**Task set**
• 1. In the commentary on the explosives-packed cars found in London, who was the previous special envoy of the Quartet before Tony Blair?
• 2. Copy the passage of the commentary on the explosives-packed cars found in London starting at "It’s safe to" and ending at "and towed away.".

**Supplied text**
[Start of section]

It’s safe to say that the driver of the car
packed with explosives that was found in central London early
Friday morning was not a very impressive terrorist. Driving
erratically down Haymarket at 1.30 in the morning in a big,
shiny Mercedes, crashing it into a garbage bin, getting out and
running away — it all suggests that he didn’t pay proper
attention back in terrorist school. Maybe he was just overcome
by the fumes, but the other terrorist didn’t do much better. He
managed to park his explosives-packed car in Cockspur St. — but
he parked illegally, so it was ticketed and towed away.
It’s also safe to say that this incident will be
taken more seriously in the United States than it is in Britain
itself or anywhere else in Europe. Prime Minister Gordon Brown
issued the obligatory statement that Britain faces "a serious
and continuous threat" and that the public "need to be alert" at
all times, but there were none of the attempts to use it as
justification for Britain’s supporting role in the US invasion
of Iraq that would have been automatic when Tony Blair was
running the show.
Blair has gone off to bring peace to the Middle
East as the special envoy of the Quartet (the United States, the
European Union, the United Nations and Russia). It would be a
hopeless task at the moment even for someone respected by all
sides, which is why the job had been left empty since the last
"special envoy," former World Bank president James Wolfensohn,
resigned in frustration in early 2006 — and Wolfensohn (who
hadn’t even invaded Iraq) genuinely did have the respect of all
sides.
But Blair didn’t want to fade away gracefully.

[End of section]

**Provided information**
[Start of section]

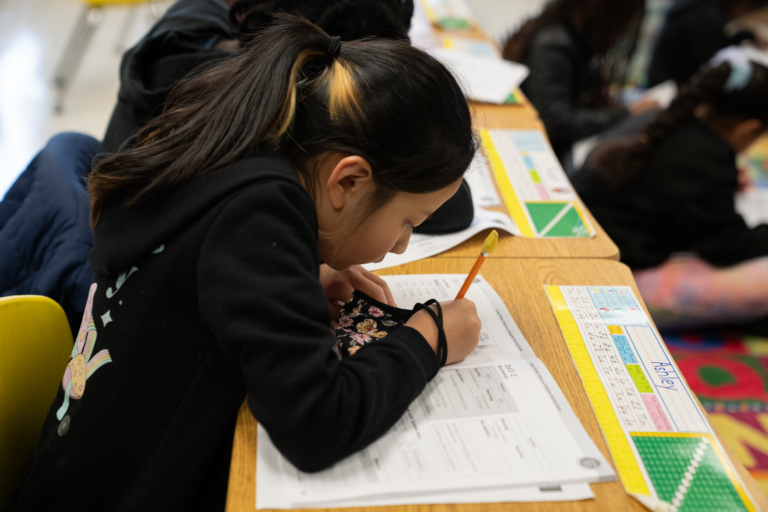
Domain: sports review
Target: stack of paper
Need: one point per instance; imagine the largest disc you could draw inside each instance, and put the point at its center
(495, 427)
(485, 78)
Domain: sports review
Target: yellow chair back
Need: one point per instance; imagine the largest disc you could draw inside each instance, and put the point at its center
(35, 346)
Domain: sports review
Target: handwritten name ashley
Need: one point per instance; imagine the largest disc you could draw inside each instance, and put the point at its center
(667, 375)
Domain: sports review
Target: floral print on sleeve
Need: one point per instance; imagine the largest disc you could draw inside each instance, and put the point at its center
(364, 320)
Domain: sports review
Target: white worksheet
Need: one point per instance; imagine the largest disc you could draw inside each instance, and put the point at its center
(488, 79)
(481, 429)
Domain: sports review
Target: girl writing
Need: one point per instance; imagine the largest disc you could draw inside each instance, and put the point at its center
(575, 50)
(671, 190)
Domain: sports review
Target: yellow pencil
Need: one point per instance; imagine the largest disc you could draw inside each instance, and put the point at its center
(488, 246)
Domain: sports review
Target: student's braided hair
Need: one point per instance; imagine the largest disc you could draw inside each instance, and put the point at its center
(621, 162)
(348, 19)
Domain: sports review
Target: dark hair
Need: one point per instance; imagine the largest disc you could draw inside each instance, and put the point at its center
(621, 162)
(348, 19)
(735, 7)
(611, 27)
(381, 99)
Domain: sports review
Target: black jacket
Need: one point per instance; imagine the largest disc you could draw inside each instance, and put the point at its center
(201, 297)
(694, 31)
(683, 201)
(179, 42)
(559, 87)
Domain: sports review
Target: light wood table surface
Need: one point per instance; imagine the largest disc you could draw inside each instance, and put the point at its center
(520, 283)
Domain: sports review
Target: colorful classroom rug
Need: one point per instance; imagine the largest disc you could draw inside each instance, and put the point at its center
(729, 373)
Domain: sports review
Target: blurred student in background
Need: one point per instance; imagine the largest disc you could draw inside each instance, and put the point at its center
(671, 190)
(196, 32)
(576, 49)
(693, 32)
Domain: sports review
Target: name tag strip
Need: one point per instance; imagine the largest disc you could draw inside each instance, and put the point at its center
(662, 444)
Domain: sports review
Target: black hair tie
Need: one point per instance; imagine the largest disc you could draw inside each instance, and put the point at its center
(442, 343)
(333, 50)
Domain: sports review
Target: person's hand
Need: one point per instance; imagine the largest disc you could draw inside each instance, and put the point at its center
(460, 323)
(340, 285)
(640, 106)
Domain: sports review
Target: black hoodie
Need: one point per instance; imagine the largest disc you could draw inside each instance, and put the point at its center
(200, 297)
(179, 42)
(693, 33)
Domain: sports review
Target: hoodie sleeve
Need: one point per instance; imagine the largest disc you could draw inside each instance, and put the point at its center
(260, 296)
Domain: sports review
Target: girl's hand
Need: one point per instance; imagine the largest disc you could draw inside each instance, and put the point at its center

[End of section]

**Outputs in order**
• 1. James Wolfensohn, former president of the World Bank.

• 2.
It’s safe to say that the driver of the car
packed with explosives that was found in central London early
Friday morning was not a very impressive terrorist. Driving
erratically down Haymarket at 1.30 in the morning in a big,
shiny Mercedes, crashing it into a garbage bin, getting out and
running away — it all suggests that he didn’t pay proper
attention back in terrorist school. Maybe he was just overcome
by the fumes, but the other terrorist didn’t do much better. He
managed to park his explosives-packed car in Cockspur St. — but
he parked illegally, so it was ticketed and towed away.